EXCERPT TO READ
* * * * *

# Ford 1500 Hydraulics



## rlt0698 (Jun 5, 2015)

I have a Ford 1500 tractor. The valve for the bucket was leaking so I had it rebuilt. Reinstalled and it still leaked. They found the spacer plate on the relief/bypass valve was warped (said caused by hydraulic pressure), had it straightened and reinstalled. Put a pressure gauge on the outlet side and had 110 psi (said it should be less than 50) when started and turned off immediately. Could there be another bypass valve on the tractor that is not working? What is the "control valve" on the tractor for? Could it be bad?


----------



## sixbales (May 18, 2011)

This post got lost in the system somewhere. *FEDUP* responded to your second post explaining what was probably happening as follows:

*"In your diagram you show two hoses connecting the loader valve to the tractor. I suspect this is your problem. Any number of tractors were sold this way over the years. With only two hoses, the valve is not being used in a power beyond capacity. MOST LIKELY, the loader valve is first in line for oil flow from the hydraulic pump. This means the return flow goes back into the tractor system into any remote valve(s) if so equipped, and then through the three point lift. All this adds some restriction(and back pressure). With a gauge in the loader return line as you described, you're reading whatever pressure is required to move oil through all these circuits. If you put a load on the three point, you will see this rise far beyond 110 psi. The loader valve may well have been capable of this when it was new, but perhaps not at this point. I see this play out many times over. A two port loader valve can, and will, create more than one hydraulic problem downstream, and the owner has a hard time understanding why. Just because "it's been that way for years" doesn't mean it was ever right in the first place. "*


----------



## BigT (Sep 15, 2014)

Howdy rlt0698,

Welcome to the Ford/New Holland tractor forum.

The loader hydraulics in series with the lift hydraulics? I'm curious to know....would you please raise the lift and post back pressure gauge readings?....you probably need a 3000 psi gauge.


----------

* * * * *

PROBLEM SET
(a) Please reproduce the passage of the Ford 1500 hydraulics thread starting at "I have a Ford" and ending at "(May 18, 2011)".
(b) Answer these questions about the Ford 1500 hydraulics thread:
(i) What reading did the pressure gauge on the outlet side show?
(ii) How many hoses connecting the loader valve to the tractor does the diagram show?
(iii) What gauge rating does BigT say is probably needed?
Answer from the Ford 1500 hydraulics thread alone.

* * * * *

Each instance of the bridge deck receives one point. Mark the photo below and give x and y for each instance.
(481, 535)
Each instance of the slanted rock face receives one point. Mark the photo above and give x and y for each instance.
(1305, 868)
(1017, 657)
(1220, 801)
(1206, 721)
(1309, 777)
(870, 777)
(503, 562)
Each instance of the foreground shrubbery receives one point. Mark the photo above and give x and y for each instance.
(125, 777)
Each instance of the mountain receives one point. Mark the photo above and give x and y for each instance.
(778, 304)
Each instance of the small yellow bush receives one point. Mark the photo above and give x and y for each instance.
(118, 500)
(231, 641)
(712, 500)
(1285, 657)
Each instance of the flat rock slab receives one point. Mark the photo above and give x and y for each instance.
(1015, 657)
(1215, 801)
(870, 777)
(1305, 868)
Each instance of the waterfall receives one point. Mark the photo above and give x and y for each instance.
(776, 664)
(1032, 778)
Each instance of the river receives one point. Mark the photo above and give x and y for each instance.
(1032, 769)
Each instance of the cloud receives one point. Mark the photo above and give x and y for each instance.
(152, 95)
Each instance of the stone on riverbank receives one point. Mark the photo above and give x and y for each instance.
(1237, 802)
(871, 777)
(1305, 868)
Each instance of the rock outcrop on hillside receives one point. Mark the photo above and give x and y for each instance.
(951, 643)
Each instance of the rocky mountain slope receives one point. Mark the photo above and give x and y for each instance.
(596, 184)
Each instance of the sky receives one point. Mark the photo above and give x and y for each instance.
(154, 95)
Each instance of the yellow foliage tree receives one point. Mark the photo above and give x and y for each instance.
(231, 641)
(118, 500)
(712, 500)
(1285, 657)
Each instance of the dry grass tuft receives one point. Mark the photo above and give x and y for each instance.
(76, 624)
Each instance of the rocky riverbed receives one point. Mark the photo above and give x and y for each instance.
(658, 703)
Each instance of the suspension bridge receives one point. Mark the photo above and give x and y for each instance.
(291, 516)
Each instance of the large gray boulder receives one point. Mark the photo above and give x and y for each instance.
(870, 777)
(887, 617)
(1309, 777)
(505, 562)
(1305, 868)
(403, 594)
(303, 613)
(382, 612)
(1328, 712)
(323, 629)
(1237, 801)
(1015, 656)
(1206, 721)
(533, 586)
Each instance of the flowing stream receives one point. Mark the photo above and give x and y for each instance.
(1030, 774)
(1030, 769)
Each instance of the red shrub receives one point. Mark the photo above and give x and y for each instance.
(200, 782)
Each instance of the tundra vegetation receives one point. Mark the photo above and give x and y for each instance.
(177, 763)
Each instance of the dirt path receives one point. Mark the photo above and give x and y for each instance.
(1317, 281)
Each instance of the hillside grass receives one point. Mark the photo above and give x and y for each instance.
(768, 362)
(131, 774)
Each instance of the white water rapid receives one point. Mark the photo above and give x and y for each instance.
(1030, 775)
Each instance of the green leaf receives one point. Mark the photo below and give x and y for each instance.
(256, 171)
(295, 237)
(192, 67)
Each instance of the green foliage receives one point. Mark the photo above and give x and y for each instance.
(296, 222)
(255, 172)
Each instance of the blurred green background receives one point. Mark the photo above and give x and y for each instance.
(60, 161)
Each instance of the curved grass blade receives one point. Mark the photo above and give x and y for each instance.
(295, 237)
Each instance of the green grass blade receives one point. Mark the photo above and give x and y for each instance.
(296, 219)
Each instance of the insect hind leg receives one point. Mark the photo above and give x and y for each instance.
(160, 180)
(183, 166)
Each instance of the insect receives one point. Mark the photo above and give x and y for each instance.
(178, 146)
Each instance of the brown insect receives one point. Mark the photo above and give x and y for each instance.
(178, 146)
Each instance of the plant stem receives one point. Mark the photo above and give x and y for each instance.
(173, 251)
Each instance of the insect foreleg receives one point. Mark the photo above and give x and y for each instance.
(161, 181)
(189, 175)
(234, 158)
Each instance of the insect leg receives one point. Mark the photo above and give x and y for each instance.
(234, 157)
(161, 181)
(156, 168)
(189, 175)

* * * * *

SOLUTION LIST
(a)
I have a Ford 1500 tractor. The valve for the bucket was leaking so I had it rebuilt. Reinstalled and it still leaked. They found the spacer plate on the relief/bypass valve was warped (said caused by hydraulic pressure), had it straightened and reinstalled. Put a pressure gauge on the outlet side and had 110 psi (said it should be less than 50) when started and turned off immediately. Could there be another bypass valve on the tractor that is not working? What is the "control valve" on the tractor for? Could it be bad?


----------



## sixbales (May 18, 2011)

(b)
(i) 110 psi
(ii) Two
(iii) 3000 psi